In addition, Galioto’s counsel also conceded at the hearing that the demolition of
the wall and framing was not directly relevant to the spoliation motion, which, for all
practical purposes, focuses on the removal of the carpeting and the grinding down of
the deck under the carpet. Therefore, the Court will focus only on the
removal/destruction of the carpeting and the deck when analyzing the spoliation
sanctions motion.
Galioto’s counsel took the deposition of Boston Boat’s president and corporate
representative, William Walker, on May 15, 2015, two days after his expert attempted to
inspect the vessel and, among other tasks, evaluate the carpet and the under‐carpet
deck. During the deposition, Walker testified that the vessel was taken out of service
approximately a year earlier and that the decision to entirely renovate and refurbish the
vessel was made approximately half a year before the deposition. [ECF No. 57‐7, p. 43.].
Walker testified that he was aware of this pending lawsuit when the vessel was
taken out of service and when refurbishing began. He admitted that the top deck “is
basically no longer in existence based on the refurbishment.” [ECF No. 57‐7, p. 47].
Walker said he authorized the renovations, knowing that there was a lawsuit pending
which concerned the very same areas, because he “didn’t think it had any relevant
bearing on the lawsuit or we had to keep going on business, no one instructed us that
17
we couldn’t upkeep our vessel or refurbish it or anything like that.” [Id. at p. 48]. He did
not, however, ask anyone (e.g., his counsel or expert or insurance carrier) if he could
make changes to the vessel while the lawsuit remained pending..
Questioned further, Walker testified as follows: “I don’t think that, you know,
experts came out, looked at the boat, and we were like ‐‐ we took pictures and we were
like, okay, we’re moving on with business.” [Id. at p. 49]. Of course, the expert who
examined the vessel was Boston Boat’s expert, not Galioto’s expert. Walker testified that
he “really never gave it [i.e., the identity of the expert or which side retained the expert]
any thought.” [Id.]. Walker did not explain how he construed the expert’s inspection as
adequate when the top‐deck carpeting had already been removed by the time that
Boston Boat’s expert inspected the vessel.
According to Walker’s deposition testimony, the refurbishing was not significant
because Galioto had pictures (albeit pictures taken after the renovations had begun). [Id.

● **Directions**
[1] According to the passage on the spoliation motion, why will the Court look only at the removal or destruction of the carpeting and the deck? Answer in one to three sentences.
[2] Answer these questions from the passage on the spoliation motion:
(a) On what date did Galioto's counsel depose William Walker?
(b) How did Walker describe the current state of the top deck?
(c) Which side's expert examined the vessel?

● **Supplied information**
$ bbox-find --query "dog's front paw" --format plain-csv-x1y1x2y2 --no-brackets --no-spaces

● **Solutions to the exercise**
[1] At the hearing, Galioto's counsel conceded that demolishing the wall and framing was not directly relevant to the spoliation motion. For all practical purposes, that motion centers on removing the carpeting and grinding down the deck beneath it, so the Court limits its analysis to those two items.

[2]
(a) May 15, 2015.
(b) He said the top deck "is basically no longer in existence based on the refurbishment."
(c) Boston Boat's expert.